### OBJETIVO A
Relacione todos os idiomas que, segundo o relato sobre a dança cigana na Romênia, Braia fala.
### OBJETIVO B
De acordo com o relato sobre a dança cigana na Romênia, qual continua sendo o foco das aulas de dança?
### OBJETIVO C
Prossiga o relato sobre as aulas de dança cigana na Romênia a partir da última frase apresentada.

### DOCUMENTO

▼

Como se vestem? Como lidam com o "preconceito"? Como convivem? Como sobrevivem? O que pensam?

Foram 4 dias recheados de muito diálogo. Como?!
Braia, sem estudo, fala romeno, romanês, pouco de inglês, francês e um pouco de espanhol. Seu irmão (que vive na Alemanha) fala romeno, romanês, inglês, francês, italiano, alemão, espanhol. Como assim?! Aprende-se pela televisão ou viajando a trabalho. São 2 meses aqui, 2 meses alí....



As primeiras aulas de dança na Romênia, nesta pequena cidade, Florin nos recebe. E sinto como se pela primeira vez eu estivesse tento uma aula de dança cigana. O foco continua sendo os pés. Expressão individual? Liberdade? Alma? Isso não é falado em aula, mas fala-se de sangue! E vejo o que é natural, como as crianças aprendem espontaneamente, e isso confirma a minha crença do aprendizado pela convivência, pela observação, no estar e pertencer aquele meio desde a infância, isso faz muita diferença para quem deseja fazer a reprodução fiel de uma dança! Caso contrário, somente a consciência corporal e técnicas podem te aproximar daquela maneira de se dançar.
Se eu estou aqui para aprender uma maneira diferente de se dançar a dança cigana, também desperto a curiosidade deles: "Mas tem cigano no Brasil?", "Como se dança no Brasil?", "Como os não ciganos querem dançar a dança cigana?", E, a cada nova platéia que vem assistir a aula da estrangeira, é preciso mostrar a minha dança!

▲

### DADOS DISPONÍVEIS
▼

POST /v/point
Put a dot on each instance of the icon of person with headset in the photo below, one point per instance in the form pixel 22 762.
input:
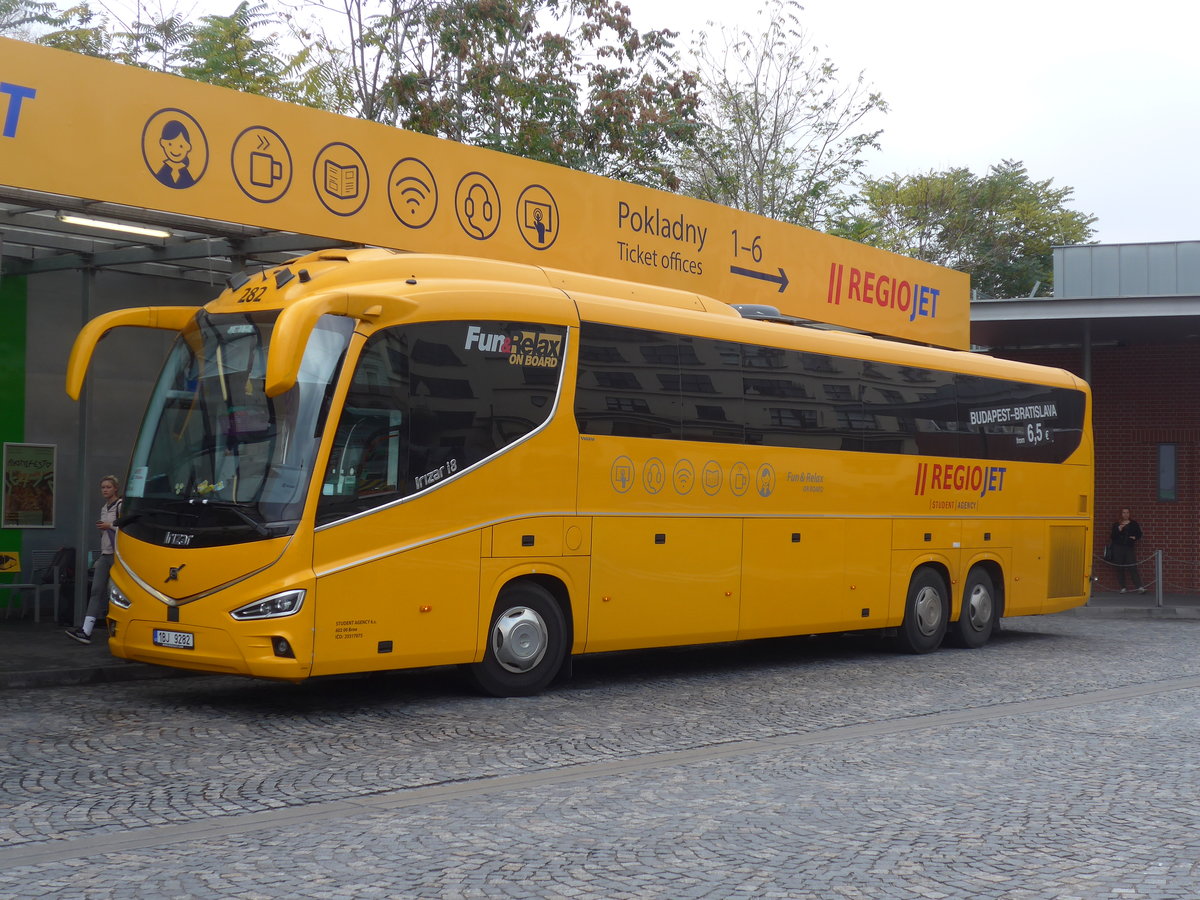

▲

### RESPOSTA ESCRITA A
Romeno, romanês, inglês, francês e espanhol.

### RESPOSTA ESCRITA B
Os pés.

### RESPOSTA ESCRITA C
No último dia em Mintia, na casa da Braia, uma visita inesperada, o primo com a família (esposa e dois filhos) vieram para passar o dia... Acho que vivo cenas muito parecidas no Brasil e de novo o meu pensamento "tudo igual, mesmo sendo diferente". Chegou visita! Supermercado, compras, comida... Conversas que seguem a noite toda. Fica tarde, amanhã é dia de partir cedo, preciso "levantar mais um acampamento" e seguir para Targu Mures, em busca do melhor grupo de dança cigana da Romênia. A família passa a noite por aqui e pela manhã seguirá sentido Targu Mures também, ganho uma carona e mais uma vez o sentimento de acolhimento. Sinto-me parte daquela família, que faz de tudo para me agradar.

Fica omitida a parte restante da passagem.